Il detenuto ndranghetista ha deficit immunitario e il giudice decide per i domiciliari

Il contagio Coronavirus minaccia anche il carcere e per il capocosca calabrese, il giudice decide per la misura dei domiciliari.

L’emergenza Coronavirus può arrivare anche in carcere e allora la Corte d’Assise d’Appello di Catanzaro ha accolto la richiesta degli avvocati Mario Murone e Salvatore Cerra decidendo per la misura dei domiciliari. Vincenzino Iannazzo non è però un delinquente qualunque è capocosca dell’omonima consorteria di Lamezia Terme in Calabria, già condannato in appello a 14 anni e 6 mesi di reclusione e ora in attesa della sentenza davanti alla Corte di Cassazione, soffrirebbe di un deficit immunitario. La decisione del giudice che ha comunque previsto l’applicazione del braccialetto elettronico, sta facendo molto discutere.

“Colpisce e desta umano, profondo sconcerto l’ordinanza con cui la seconda sezione della Corte d’Assise d’Appello di Catanzaro ha scarcerato, ponendolo ai domiciliari, Vincenzino Iannazzo, ritenuto capo dell’omonima cosca di ‘ndrangheta, attiva nel territorio di Lamezia Terme”, affermano, in una nota, i parlamentari M5S Giuseppe d’Ippolito, lametino, e Nicola Morra, presidente della commissione bicamerale Antimafia.

[Istruzioni]
a – Elenca tutte le persone che l'articolo sui domiciliari al capocosca indica con nome e cognome.
b – Scrivi il seguito dell'articolo sulla scarcerazione di Vincenzino Iannazzo, partendo dopo la sua ultima frase.
Le righe vengono da un'altra fonte.

[Righe estratte]
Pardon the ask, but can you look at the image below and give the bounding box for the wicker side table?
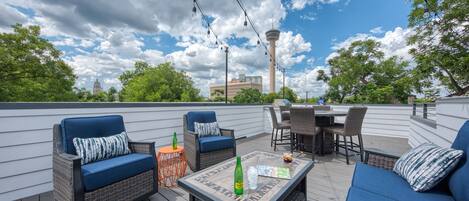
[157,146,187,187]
* * *
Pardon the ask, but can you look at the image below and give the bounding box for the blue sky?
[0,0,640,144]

[Risposte in ordine]
a – Mario Murone, Salvatore Cerra, Vincenzino Iannazzo, Giuseppe d’Ippolito, Nicola Morra

b –
“Si tratta – proseguono i due parlamentari del Movimento 5 Stelle – di una decisione del potere giudiziario, assunta sulla base di un’autonoma valutazione di incompatibilità di Iannazzo, con il regime carcerario in questa fase di emergenza sanitaria causata dal nuovo coronavirus. Non possiamo però esimerci – precisano– dall’esprimere le nostre legittime preoccupazioni per questo provvedimento. Ci chiediamo, infatti, se nello specifico a Iannazzo non si potessero proprio dare adeguate assistenza medica e sanitaria dentro il carcere”. “Ci auguriamo – concludono D’Ippolito e Morra – che nelle sedi competenti ci sia al più presto un ulteriore approfondimento, che doverosamente sollecitiamo, sulla possibilità di mantenere in carcere Iannazzo, evitandone i domiciliari e migliorando l’assistenza medica e sanitaria cui ogni detenuto ha comunque diritto”.